▶ Data in this exercise:
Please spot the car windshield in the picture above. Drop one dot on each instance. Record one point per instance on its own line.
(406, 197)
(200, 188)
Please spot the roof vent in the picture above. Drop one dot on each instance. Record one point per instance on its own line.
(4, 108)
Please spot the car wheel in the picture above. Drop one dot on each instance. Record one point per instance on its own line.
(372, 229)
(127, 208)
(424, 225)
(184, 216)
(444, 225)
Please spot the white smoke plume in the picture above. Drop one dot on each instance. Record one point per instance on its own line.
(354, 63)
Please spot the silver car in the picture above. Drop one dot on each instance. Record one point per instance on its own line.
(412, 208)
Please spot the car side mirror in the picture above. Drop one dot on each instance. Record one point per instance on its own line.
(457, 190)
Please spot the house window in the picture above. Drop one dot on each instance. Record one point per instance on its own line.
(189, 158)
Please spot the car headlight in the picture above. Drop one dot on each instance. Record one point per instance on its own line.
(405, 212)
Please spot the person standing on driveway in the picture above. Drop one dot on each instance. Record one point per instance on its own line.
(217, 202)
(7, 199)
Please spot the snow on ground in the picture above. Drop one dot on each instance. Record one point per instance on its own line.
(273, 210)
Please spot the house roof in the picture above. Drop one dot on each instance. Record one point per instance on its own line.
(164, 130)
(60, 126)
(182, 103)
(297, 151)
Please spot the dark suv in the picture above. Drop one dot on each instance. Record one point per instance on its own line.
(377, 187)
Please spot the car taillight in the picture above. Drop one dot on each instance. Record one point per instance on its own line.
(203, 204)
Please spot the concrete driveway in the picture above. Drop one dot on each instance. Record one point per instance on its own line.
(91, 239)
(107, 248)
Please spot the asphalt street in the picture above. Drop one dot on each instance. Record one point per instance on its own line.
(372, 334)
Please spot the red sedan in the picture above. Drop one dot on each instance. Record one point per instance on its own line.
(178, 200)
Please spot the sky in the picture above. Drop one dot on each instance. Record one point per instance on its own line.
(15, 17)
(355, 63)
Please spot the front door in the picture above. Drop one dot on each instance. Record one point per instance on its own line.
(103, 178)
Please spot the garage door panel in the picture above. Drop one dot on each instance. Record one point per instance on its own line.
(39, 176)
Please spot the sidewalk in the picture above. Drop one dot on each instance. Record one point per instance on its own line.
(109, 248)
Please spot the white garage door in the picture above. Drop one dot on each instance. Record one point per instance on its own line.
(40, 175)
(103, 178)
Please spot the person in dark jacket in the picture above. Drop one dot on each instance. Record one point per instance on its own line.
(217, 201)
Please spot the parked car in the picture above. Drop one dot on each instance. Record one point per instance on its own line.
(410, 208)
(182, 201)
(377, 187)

▶ Problem details: Copy all of the data. Keep every word exactly as it is.

▶ The reply:
Please spot the car windshield in the picture above. Drop one dot on each instance. Record one point per instance on its own line.
(406, 197)
(200, 188)
Please spot the roof vent in the picture above. Drop one dot on each instance. Record one point per instance on its own line.
(4, 108)
Please spot the car wheel in the picture above. Drop one dot on each instance. Record one point per instance on its own line.
(372, 229)
(127, 208)
(424, 225)
(184, 216)
(444, 225)
Please spot the white smoke plume in the picture above. Drop one dot on each instance. Record one point per instance on its own line.
(354, 63)
Please spot the silver car in the picture above. Drop one dot on each instance. Record one point per instance on its own line.
(412, 208)
Please spot the car side mirror in the picture above. Drop one dot on each instance. Record one point per instance on its own line.
(457, 190)
Please spot the house window in the picture above. Drop one dot on each instance. Record one point per instance on its own line.
(189, 158)
Please spot the car headlight in the picture above. Drop one dot on each instance. Record one point per instance on its own line.
(405, 212)
Please spot the person standing on driveway in the picture above. Drop one dot on each instance. Record one point per instance on its own line.
(217, 202)
(7, 199)
Please spot the snow on ground in the picture above. Drop one dot on each instance. Record one point per instance on its own line.
(273, 210)
Please spot the house roof in the picture above. Drop one dot on each instance. Record one point per instance on its own line.
(164, 130)
(60, 126)
(182, 103)
(297, 151)
Please spot the dark suv in the picture above. Drop one dot on each instance. Record one point per instance on its own line.
(377, 187)
Please spot the car taillight in the picture above. Drop one dot on each instance. Record one point per instance on its own line.
(203, 204)
Please spot the concrete driveway in the picture above. Drop one dot on each instance. Record one point per instance on its own line.
(91, 239)
(107, 248)
Please spot the asphalt street in the picture above. Drop one dot on each instance. Record one point per instance on its own line.
(372, 334)
Please spot the red sedan in the picture above. Drop one dot on each instance. Record one point per instance on its own line.
(178, 200)
Please spot the sky in the picture above. Drop one dot on each instance. Record one point per instance on its own line.
(15, 17)
(355, 63)
Please spot the front door in the picture above. Drop one dot on each instance. Record one point per instance on its own line.
(103, 178)
Please spot the garage door panel in the picture above. Drop one dot on each instance. Record one point per instance on its own line.
(39, 176)
Please spot the sidewalk in the picture above. Drop one dot on each instance. Record one point per instance on its own line.
(109, 248)
Please spot the white garage door in the picture above. Drop one dot on each instance. Record one point per instance on its own line.
(40, 175)
(103, 178)
Please spot the person in dark jacket in the picture above. Drop one dot on each instance. Record one point per instance on its own line.
(217, 201)
Please spot the parked car in the picture above. Drop one dot on each instance. Record one point per instance on its own line.
(410, 208)
(182, 201)
(377, 187)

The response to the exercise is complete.